■ Instrucción
Por favor, busca en el material todas las líneas que contengan la palabra "person" y cópialas.

[Registros de anotación de coordenadas]
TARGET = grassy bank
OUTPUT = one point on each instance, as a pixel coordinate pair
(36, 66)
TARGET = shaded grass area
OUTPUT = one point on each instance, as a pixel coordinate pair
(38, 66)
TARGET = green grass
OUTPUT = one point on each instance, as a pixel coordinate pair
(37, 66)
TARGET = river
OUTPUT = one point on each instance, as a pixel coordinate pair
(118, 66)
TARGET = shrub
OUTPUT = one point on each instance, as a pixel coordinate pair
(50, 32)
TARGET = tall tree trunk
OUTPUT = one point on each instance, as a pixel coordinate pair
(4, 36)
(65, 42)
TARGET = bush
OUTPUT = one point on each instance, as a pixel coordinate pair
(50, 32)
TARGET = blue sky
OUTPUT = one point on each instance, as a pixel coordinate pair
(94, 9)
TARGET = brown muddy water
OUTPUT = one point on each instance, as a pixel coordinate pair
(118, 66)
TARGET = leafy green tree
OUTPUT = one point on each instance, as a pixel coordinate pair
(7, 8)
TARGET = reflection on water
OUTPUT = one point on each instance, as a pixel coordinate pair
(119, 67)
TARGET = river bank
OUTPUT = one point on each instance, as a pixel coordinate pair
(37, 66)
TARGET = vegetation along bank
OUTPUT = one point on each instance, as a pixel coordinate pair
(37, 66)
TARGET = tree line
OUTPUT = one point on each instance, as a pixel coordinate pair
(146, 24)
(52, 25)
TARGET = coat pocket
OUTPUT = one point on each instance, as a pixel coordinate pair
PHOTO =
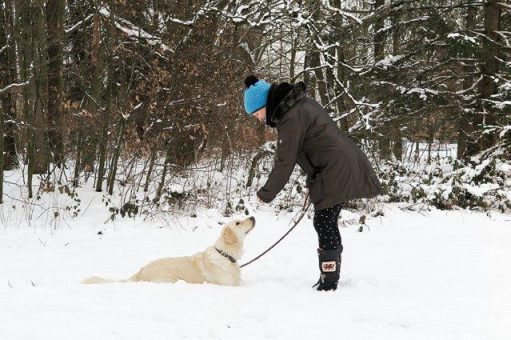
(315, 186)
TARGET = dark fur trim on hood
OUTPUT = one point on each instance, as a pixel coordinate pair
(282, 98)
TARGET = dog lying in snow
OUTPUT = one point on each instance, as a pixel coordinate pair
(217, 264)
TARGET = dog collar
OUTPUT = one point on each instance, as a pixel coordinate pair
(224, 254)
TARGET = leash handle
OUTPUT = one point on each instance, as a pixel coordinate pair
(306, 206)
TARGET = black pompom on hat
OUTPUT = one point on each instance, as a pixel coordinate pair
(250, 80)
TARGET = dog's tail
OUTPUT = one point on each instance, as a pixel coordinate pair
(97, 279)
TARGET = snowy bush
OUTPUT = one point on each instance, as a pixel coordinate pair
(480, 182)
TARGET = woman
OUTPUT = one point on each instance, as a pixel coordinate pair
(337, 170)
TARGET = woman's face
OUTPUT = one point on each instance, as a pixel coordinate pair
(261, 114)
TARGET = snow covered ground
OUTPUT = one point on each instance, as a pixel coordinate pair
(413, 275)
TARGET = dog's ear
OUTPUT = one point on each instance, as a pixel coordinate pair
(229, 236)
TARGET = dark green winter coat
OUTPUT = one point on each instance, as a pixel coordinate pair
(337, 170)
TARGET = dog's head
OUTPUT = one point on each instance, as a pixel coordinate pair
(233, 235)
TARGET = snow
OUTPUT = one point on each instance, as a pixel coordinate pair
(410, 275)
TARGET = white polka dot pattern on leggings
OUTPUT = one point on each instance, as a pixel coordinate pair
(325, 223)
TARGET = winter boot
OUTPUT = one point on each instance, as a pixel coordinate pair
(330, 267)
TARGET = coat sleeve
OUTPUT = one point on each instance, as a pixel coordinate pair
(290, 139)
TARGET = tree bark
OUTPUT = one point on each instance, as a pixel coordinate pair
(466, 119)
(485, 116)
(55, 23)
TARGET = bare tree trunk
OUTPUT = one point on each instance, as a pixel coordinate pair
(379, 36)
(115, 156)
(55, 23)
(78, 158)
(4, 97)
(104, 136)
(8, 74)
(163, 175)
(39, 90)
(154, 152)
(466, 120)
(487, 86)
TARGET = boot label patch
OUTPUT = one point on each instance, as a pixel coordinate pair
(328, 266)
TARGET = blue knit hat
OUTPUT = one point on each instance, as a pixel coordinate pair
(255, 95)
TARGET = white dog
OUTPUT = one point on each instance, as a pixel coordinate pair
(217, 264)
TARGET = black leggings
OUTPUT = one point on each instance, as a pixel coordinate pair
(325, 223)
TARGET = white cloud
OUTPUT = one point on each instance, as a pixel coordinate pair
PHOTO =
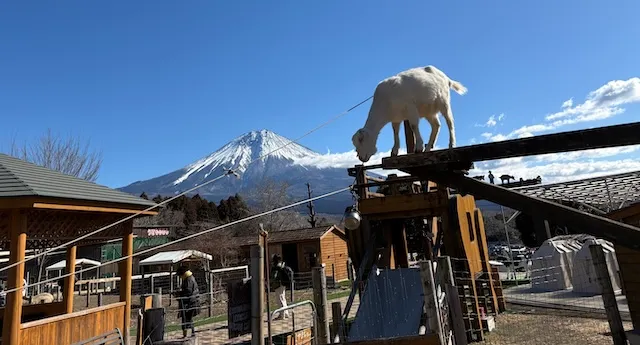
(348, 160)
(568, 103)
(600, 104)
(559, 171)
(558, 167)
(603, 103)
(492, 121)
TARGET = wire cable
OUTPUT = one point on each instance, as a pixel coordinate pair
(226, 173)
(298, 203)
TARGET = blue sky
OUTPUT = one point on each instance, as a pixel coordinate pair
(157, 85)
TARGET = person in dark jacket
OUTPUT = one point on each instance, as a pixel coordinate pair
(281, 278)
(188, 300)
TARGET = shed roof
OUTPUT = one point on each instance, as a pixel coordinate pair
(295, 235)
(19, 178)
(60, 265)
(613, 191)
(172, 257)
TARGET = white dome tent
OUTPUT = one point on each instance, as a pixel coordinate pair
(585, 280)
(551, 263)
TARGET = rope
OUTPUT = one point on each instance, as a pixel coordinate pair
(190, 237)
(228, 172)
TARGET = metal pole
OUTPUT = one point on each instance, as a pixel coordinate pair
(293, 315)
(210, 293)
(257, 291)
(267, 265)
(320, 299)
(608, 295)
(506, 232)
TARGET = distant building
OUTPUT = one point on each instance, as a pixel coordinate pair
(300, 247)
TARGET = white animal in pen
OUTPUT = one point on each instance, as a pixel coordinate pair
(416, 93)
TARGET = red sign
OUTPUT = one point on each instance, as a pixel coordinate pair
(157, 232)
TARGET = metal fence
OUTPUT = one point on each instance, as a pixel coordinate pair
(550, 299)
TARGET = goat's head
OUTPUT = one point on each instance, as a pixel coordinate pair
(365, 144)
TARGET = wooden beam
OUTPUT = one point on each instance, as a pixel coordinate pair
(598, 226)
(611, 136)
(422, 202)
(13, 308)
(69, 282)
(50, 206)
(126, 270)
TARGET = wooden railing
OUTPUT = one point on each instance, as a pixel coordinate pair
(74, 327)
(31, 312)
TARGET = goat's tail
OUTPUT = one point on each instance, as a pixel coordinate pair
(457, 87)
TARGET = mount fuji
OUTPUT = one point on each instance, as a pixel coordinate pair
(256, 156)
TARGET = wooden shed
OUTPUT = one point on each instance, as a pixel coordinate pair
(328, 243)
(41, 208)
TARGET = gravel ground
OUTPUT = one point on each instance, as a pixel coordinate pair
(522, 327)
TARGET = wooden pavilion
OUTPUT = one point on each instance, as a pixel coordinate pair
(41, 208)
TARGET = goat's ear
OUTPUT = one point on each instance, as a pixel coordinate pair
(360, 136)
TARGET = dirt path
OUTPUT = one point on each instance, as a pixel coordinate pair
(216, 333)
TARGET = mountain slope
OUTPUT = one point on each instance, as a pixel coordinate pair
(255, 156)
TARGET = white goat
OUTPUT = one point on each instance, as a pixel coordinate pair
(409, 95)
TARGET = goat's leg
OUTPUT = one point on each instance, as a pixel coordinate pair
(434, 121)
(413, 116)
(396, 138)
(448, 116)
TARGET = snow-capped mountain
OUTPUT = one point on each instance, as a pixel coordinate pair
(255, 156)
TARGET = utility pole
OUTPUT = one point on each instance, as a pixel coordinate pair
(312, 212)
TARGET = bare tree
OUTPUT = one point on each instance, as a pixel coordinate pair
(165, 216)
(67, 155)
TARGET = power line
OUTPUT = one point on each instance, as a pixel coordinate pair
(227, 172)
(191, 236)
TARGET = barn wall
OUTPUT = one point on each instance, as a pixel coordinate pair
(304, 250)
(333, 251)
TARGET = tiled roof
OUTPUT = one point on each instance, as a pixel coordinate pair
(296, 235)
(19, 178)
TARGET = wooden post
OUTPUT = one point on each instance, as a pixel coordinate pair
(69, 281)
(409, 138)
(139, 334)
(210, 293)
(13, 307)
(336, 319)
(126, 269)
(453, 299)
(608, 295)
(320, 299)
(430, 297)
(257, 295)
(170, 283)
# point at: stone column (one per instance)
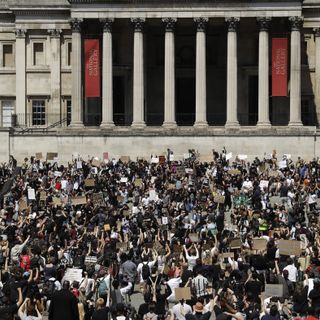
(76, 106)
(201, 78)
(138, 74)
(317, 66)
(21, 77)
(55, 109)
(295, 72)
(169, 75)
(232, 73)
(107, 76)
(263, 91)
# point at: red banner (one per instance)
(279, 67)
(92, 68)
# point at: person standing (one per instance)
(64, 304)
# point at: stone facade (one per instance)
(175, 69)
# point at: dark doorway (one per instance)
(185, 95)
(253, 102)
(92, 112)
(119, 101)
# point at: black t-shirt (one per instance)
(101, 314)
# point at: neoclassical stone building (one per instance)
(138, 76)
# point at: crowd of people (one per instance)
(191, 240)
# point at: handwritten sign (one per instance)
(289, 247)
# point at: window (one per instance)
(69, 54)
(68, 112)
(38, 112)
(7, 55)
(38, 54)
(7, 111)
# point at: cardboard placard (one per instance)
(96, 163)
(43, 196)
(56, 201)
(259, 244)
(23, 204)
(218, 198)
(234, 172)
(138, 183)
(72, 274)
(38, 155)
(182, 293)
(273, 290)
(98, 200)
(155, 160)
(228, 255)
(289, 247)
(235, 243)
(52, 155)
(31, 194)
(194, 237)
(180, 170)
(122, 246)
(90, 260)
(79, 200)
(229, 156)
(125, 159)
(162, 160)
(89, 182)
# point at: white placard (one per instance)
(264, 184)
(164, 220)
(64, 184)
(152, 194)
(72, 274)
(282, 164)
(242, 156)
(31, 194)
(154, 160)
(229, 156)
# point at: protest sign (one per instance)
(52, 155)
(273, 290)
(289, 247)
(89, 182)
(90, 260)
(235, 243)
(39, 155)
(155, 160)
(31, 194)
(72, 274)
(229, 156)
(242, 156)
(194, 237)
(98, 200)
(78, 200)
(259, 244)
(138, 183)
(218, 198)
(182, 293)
...
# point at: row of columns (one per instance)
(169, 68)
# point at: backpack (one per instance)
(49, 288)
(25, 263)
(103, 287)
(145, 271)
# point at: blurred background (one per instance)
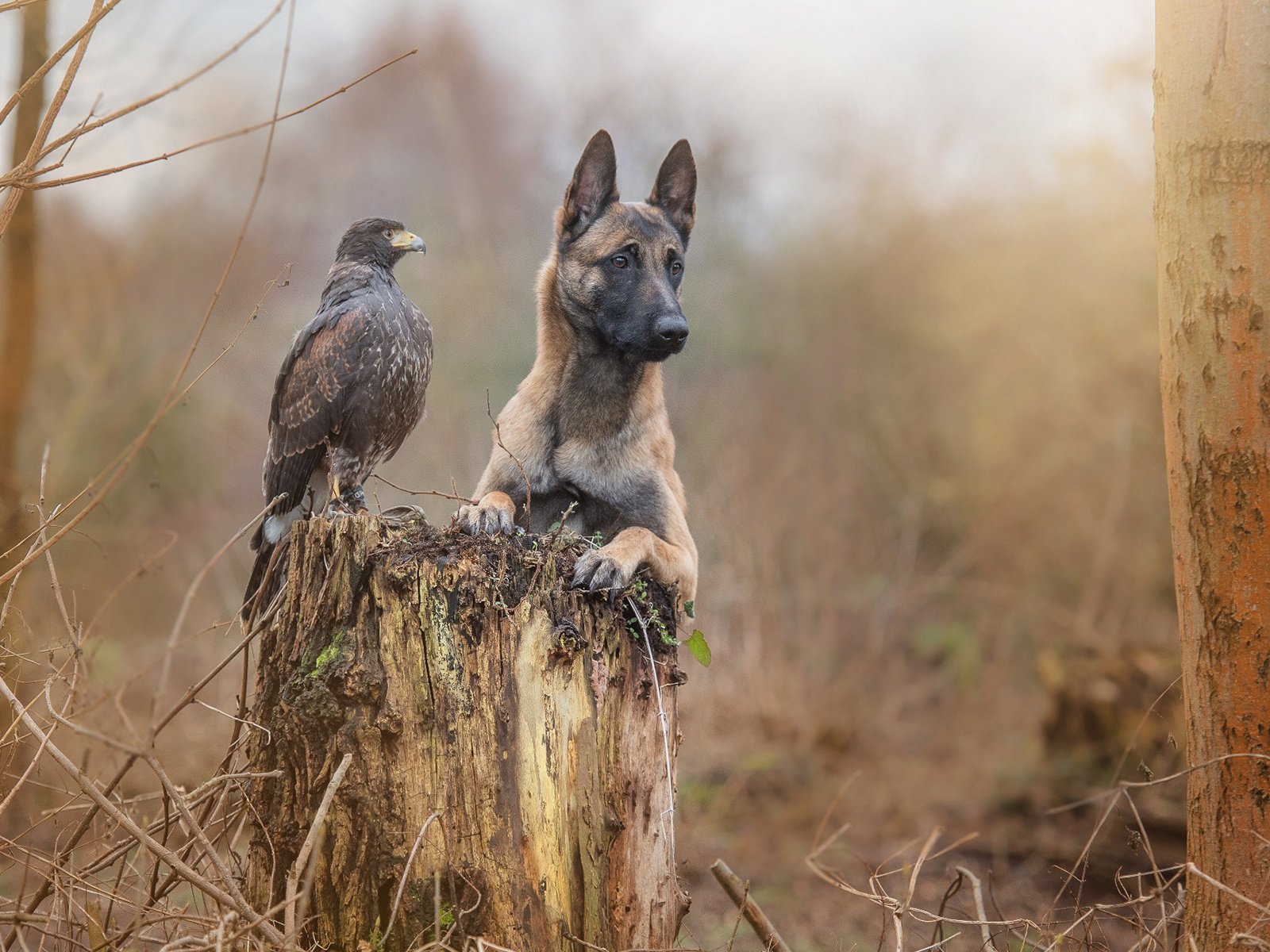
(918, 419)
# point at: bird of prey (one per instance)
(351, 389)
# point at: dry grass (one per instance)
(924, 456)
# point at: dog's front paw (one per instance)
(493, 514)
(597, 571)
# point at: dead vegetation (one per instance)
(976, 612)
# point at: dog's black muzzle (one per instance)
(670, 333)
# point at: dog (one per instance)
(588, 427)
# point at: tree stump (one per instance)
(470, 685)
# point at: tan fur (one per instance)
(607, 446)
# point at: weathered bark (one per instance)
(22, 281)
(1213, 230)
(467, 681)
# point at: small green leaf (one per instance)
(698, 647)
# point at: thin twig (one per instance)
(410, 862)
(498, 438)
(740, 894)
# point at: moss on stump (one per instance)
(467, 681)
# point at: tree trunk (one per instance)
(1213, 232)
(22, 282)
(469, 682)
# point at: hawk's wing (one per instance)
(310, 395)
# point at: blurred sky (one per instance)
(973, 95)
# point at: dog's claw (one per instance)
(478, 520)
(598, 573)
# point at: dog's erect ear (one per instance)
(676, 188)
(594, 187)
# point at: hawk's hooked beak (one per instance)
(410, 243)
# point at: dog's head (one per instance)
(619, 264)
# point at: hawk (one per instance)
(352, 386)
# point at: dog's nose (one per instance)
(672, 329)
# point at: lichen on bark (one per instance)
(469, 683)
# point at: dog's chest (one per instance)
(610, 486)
--
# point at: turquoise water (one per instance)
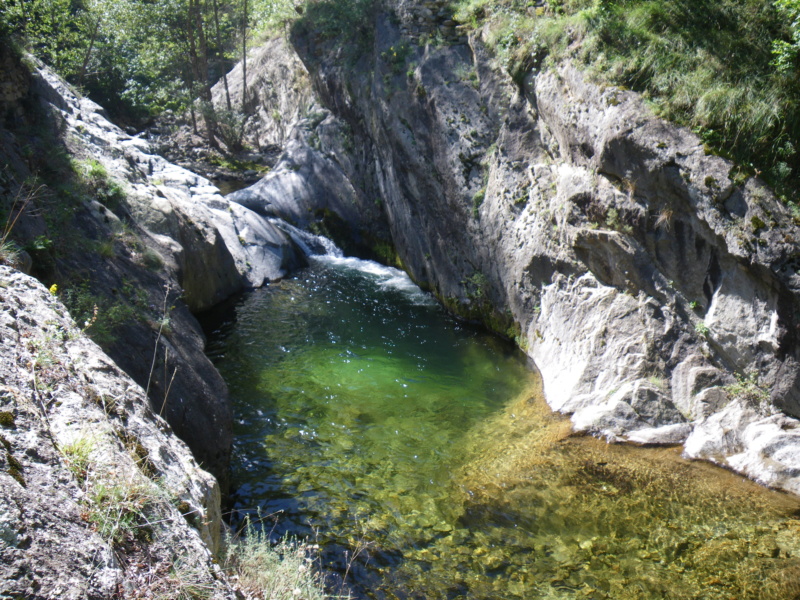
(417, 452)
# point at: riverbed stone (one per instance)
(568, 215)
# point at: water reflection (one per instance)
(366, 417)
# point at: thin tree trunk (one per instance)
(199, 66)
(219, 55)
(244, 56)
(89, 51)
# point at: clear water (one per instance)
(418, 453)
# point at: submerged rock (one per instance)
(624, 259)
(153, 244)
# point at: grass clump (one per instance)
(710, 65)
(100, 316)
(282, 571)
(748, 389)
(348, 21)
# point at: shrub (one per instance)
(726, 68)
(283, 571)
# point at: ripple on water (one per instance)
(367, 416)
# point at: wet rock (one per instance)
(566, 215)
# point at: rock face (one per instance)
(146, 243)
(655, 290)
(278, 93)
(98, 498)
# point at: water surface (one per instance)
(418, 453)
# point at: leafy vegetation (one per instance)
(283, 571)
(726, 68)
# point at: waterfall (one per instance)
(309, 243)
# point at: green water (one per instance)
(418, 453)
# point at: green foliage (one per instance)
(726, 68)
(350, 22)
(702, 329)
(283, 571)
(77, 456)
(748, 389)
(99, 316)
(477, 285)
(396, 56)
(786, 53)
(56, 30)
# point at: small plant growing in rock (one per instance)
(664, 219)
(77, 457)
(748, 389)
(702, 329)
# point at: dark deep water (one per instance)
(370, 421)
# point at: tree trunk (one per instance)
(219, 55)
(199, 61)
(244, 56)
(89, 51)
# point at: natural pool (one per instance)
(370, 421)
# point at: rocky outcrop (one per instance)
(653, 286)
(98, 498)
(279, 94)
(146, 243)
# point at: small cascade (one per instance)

■ Resultado del ejercicio
TARGET = person in dark jacket
# point at: person standing (one per instance)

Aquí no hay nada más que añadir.